Material provided:
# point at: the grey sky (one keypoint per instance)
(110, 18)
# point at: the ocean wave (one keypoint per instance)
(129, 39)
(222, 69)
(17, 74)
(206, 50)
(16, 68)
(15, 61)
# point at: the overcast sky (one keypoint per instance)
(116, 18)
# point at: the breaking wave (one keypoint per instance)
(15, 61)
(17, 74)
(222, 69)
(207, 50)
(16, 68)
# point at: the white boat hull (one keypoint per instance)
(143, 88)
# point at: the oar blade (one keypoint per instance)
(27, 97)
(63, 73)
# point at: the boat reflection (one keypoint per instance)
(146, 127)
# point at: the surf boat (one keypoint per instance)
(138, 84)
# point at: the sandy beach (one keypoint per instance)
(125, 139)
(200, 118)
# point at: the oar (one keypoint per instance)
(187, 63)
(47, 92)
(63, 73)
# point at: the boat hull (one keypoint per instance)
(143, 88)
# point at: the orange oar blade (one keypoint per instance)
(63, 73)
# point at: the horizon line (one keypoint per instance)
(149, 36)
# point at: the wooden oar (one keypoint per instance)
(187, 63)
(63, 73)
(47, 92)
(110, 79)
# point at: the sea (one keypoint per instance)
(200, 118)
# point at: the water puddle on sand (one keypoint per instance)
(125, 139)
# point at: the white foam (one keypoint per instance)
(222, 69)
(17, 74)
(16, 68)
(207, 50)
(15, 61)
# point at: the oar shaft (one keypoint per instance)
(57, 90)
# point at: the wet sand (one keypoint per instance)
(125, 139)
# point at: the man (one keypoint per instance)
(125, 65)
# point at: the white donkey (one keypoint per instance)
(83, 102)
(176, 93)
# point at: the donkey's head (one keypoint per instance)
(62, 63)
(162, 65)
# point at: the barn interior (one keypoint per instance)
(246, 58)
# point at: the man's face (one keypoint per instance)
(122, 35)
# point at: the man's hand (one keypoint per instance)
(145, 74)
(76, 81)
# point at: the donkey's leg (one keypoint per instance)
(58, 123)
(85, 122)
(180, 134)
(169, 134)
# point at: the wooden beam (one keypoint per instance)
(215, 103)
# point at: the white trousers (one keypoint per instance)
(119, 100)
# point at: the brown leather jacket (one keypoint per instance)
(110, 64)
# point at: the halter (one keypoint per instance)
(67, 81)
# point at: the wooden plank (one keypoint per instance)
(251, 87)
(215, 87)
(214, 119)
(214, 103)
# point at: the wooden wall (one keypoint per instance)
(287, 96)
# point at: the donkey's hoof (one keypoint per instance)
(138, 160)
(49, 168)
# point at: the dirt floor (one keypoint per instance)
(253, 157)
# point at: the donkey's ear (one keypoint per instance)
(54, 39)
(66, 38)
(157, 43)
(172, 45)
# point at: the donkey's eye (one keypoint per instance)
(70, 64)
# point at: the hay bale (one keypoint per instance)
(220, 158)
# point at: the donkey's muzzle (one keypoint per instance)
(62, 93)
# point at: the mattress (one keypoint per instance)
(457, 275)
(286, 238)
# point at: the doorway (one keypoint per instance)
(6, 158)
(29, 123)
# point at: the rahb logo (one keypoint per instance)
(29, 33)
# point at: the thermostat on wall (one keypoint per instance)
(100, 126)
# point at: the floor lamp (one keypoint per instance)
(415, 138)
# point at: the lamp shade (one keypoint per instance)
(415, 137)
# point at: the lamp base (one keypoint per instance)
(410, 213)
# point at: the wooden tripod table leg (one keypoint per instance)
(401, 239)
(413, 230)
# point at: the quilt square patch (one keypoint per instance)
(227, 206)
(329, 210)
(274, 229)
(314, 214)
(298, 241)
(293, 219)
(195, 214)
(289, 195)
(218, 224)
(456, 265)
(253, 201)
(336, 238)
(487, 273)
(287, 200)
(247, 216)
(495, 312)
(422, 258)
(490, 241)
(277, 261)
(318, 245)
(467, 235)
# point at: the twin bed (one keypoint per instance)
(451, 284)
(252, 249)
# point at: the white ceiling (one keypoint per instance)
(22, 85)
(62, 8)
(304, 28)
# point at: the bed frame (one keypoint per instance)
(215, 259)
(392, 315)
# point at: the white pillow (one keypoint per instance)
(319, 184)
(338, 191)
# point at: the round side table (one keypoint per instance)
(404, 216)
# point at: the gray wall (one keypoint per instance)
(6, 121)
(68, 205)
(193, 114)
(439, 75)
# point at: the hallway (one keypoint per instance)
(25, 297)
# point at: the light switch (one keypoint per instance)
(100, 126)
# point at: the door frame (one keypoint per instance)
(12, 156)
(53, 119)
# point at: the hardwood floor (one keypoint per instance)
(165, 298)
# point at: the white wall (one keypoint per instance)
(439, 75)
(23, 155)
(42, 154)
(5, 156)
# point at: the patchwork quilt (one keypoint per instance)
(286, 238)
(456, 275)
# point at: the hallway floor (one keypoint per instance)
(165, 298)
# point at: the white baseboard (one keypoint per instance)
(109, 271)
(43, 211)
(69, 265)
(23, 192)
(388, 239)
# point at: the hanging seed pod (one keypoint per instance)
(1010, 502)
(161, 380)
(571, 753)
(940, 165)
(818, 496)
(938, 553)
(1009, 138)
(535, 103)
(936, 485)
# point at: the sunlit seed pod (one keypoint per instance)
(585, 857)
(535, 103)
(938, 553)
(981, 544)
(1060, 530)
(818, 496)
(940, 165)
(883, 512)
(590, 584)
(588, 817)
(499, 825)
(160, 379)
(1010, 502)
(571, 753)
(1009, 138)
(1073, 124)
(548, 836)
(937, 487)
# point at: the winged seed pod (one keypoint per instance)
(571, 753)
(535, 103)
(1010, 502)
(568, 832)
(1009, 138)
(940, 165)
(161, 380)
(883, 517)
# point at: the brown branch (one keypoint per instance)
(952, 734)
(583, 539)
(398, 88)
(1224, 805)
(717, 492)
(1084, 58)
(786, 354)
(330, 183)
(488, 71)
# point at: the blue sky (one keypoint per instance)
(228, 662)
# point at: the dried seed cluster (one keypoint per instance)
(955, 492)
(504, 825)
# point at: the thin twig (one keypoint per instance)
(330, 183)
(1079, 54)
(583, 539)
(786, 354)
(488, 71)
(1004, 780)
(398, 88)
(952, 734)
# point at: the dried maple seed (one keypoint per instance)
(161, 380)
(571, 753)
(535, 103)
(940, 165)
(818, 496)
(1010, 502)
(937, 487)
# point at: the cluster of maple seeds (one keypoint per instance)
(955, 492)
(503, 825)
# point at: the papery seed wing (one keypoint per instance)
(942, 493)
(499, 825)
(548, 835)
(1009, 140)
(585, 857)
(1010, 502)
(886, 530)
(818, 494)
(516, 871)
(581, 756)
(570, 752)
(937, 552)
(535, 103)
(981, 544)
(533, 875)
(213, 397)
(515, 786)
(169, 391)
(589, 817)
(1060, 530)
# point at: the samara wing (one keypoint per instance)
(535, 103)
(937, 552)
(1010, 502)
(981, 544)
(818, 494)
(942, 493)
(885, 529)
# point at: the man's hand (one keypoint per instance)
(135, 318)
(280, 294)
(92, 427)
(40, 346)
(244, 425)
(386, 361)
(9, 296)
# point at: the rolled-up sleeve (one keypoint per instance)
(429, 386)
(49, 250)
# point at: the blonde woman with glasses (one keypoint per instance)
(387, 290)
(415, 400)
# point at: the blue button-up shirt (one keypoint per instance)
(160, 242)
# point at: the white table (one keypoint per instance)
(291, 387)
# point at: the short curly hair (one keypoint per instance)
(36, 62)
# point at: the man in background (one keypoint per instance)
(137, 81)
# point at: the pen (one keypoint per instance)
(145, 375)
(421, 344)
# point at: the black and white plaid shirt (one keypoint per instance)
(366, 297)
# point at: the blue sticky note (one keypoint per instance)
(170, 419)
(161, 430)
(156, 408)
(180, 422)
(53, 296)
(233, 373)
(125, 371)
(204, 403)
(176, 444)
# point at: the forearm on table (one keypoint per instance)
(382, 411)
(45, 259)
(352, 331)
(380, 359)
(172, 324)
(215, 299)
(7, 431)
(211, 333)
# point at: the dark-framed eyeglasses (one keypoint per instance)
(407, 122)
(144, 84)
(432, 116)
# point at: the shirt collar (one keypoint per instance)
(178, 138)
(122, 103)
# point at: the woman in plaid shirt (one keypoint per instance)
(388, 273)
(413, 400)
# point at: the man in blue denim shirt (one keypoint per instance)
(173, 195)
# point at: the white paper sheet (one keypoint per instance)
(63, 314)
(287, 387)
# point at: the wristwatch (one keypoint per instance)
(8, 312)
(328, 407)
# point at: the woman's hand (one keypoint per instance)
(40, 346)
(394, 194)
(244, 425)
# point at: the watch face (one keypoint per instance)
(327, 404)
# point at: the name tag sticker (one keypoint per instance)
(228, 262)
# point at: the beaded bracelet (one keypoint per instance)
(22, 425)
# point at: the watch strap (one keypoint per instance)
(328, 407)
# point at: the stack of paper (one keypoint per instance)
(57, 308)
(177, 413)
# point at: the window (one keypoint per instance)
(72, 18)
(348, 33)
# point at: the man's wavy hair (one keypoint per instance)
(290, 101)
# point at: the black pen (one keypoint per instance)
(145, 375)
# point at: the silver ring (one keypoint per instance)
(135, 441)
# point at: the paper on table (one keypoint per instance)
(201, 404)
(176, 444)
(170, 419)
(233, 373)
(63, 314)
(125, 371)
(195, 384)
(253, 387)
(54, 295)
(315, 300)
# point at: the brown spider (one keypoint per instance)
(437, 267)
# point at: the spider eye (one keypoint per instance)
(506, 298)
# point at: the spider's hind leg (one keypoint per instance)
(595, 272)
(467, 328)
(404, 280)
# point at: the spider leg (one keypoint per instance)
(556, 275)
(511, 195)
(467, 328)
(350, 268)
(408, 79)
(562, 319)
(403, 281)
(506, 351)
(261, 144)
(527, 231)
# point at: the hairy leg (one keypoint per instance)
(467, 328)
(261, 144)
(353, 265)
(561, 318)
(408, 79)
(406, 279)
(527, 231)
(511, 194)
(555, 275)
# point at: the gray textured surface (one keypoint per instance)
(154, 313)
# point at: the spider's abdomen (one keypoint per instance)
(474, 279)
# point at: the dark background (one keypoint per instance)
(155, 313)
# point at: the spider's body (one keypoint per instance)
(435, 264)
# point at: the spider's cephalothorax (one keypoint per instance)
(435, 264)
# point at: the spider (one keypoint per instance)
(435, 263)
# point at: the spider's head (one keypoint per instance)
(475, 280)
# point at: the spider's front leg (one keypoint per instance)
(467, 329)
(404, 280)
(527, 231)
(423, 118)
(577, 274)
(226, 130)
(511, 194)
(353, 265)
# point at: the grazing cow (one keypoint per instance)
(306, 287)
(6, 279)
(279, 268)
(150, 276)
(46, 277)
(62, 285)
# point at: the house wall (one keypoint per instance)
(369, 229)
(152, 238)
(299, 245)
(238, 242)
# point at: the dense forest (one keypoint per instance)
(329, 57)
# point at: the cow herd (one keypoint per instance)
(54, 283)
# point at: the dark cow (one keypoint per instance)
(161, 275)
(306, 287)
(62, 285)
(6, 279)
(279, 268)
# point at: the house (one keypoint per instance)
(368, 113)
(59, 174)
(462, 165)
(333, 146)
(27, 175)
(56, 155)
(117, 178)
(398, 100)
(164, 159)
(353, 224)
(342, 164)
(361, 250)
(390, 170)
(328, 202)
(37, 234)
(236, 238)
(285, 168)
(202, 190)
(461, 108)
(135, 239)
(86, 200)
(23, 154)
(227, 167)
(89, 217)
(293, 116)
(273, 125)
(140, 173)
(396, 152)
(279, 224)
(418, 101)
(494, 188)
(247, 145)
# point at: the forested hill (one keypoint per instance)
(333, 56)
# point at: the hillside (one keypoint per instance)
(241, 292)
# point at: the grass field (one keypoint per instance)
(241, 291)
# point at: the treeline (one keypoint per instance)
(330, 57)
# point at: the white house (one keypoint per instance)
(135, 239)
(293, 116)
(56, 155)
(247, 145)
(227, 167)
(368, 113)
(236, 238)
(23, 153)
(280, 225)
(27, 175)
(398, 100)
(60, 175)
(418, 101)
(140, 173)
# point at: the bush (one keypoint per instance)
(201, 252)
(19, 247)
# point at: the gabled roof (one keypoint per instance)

Assignment: Everything from the line with "# point at: the dark background" to the end of the listing above needs to be duplicated exactly, both end lines included, with nothing more.

Answer box:
# point at: the dark background (one keypoint per instance)
(155, 313)
# point at: the spider's body (one keypoint per instance)
(435, 264)
# point at: the spider's cephalothorax (one keypoint per instance)
(435, 264)
# point at: the spider (one keypoint per instance)
(435, 263)
# point at: the spider's head (one keypoint per instance)
(475, 280)
# point at: the spider's front leg (one keypoint per instance)
(467, 329)
(404, 280)
(527, 231)
(423, 118)
(577, 274)
(226, 130)
(511, 194)
(353, 265)
# point at: the grazing cow (one keypoint per instance)
(306, 287)
(6, 279)
(279, 268)
(150, 276)
(46, 277)
(62, 285)
# point at: the house wall (one keypoint per instance)
(369, 229)
(152, 238)
(299, 245)
(238, 242)
# point at: the dense forest (one keypoint per instance)
(329, 57)
# point at: the cow herd (one keypoint per instance)
(54, 283)
# point at: the dark cow (one keypoint per instance)
(161, 275)
(306, 287)
(62, 285)
(6, 279)
(279, 268)
# point at: the house (one keypoint per instance)
(368, 113)
(59, 174)
(462, 165)
(333, 146)
(27, 175)
(56, 155)
(117, 178)
(398, 100)
(164, 159)
(353, 224)
(342, 164)
(361, 250)
(390, 170)
(328, 202)
(37, 234)
(236, 238)
(285, 168)
(202, 190)
(461, 108)
(135, 239)
(86, 200)
(23, 154)
(227, 167)
(89, 217)
(293, 116)
(273, 125)
(140, 173)
(396, 152)
(279, 224)
(418, 101)
(494, 188)
(247, 145)
# point at: the forested hill (one keypoint per instance)
(333, 56)
# point at: the hillside (one keypoint per instance)
(241, 292)
# point at: the grass field (one keypoint per instance)
(241, 291)
# point at: the treeline (one keypoint per instance)
(330, 57)
# point at: the white house (one keypoint per instance)
(135, 239)
(293, 116)
(56, 155)
(247, 145)
(227, 167)
(368, 113)
(236, 238)
(23, 153)
(280, 225)
(27, 175)
(398, 100)
(60, 175)
(418, 101)
(140, 173)
# point at: the bush (one keypoint per instance)
(201, 252)
(19, 247)
# point at: the gabled roof (one keypoint per instance)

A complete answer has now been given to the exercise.